REQUIREMENTS: Rewrite every line of the rows below, requests included, multiplying each x and y coordinate in the answers by 1.6 and rounding to the nearest whole number, with halves rounded up. Leave the pictures out of your output.

RECORDS:
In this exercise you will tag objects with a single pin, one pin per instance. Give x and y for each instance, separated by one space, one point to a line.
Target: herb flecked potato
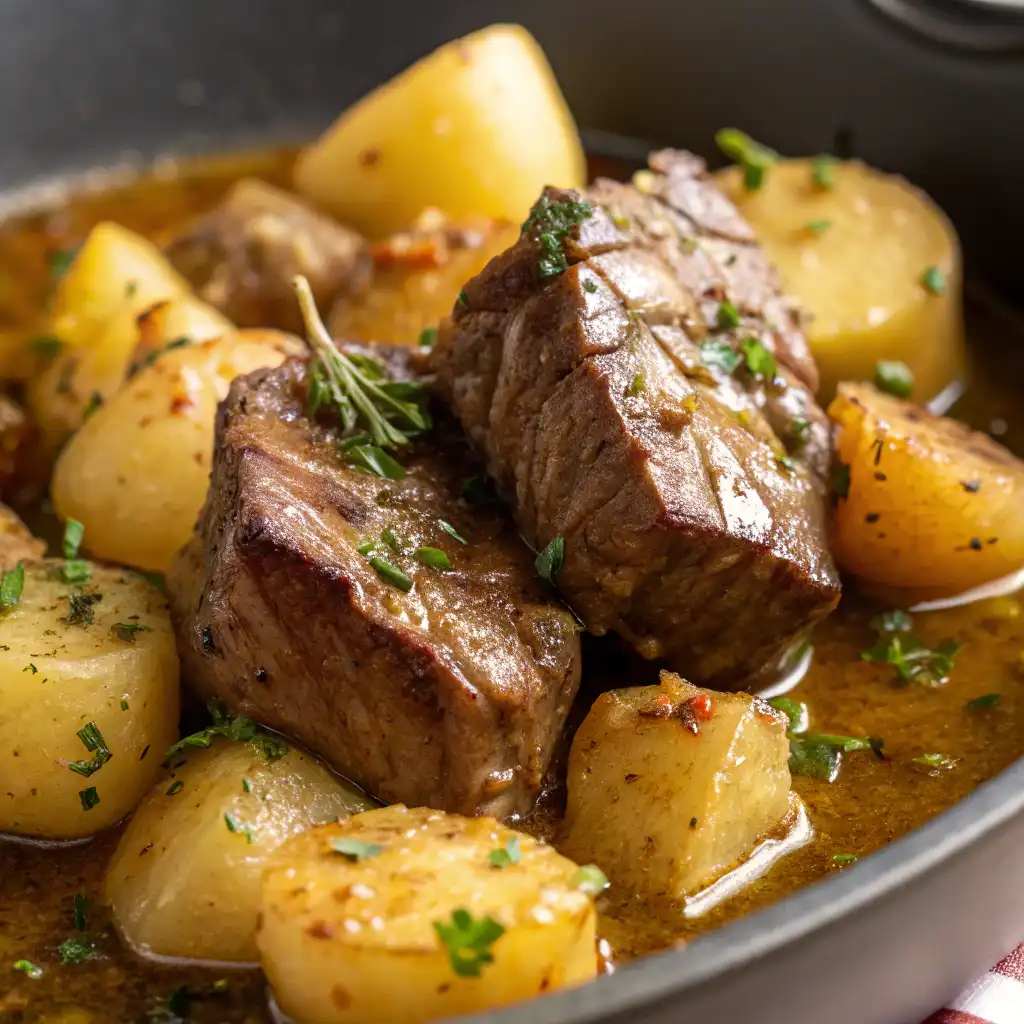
84 669
929 506
476 128
185 878
136 473
670 785
115 279
871 259
412 914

WRITTEN ANSWER:
In this exercise you will tag objects with a single pin, one pin per instance. Give x and y for each instance, separated by one space, one point to a line.
Target: herb flecked potato
134 1070
1486 810
762 205
296 1405
218 757
1072 1256
184 446
1394 414
659 1462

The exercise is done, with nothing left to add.